───── SUPPLIED MATERIAL ─────

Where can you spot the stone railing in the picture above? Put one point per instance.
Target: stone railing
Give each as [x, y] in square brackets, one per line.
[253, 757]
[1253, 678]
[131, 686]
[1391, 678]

─────

Recast every line of the entries above as a JSON list of strings, with one string per line and no blank lines.

[
  "Where can you spot the stone railing in the picture above? Put one point per instance.",
  "Target: stone railing",
  "Give each as [x, y] in square brackets, one per line.",
  "[253, 757]",
  "[1253, 678]",
  "[131, 686]",
  "[1391, 678]"
]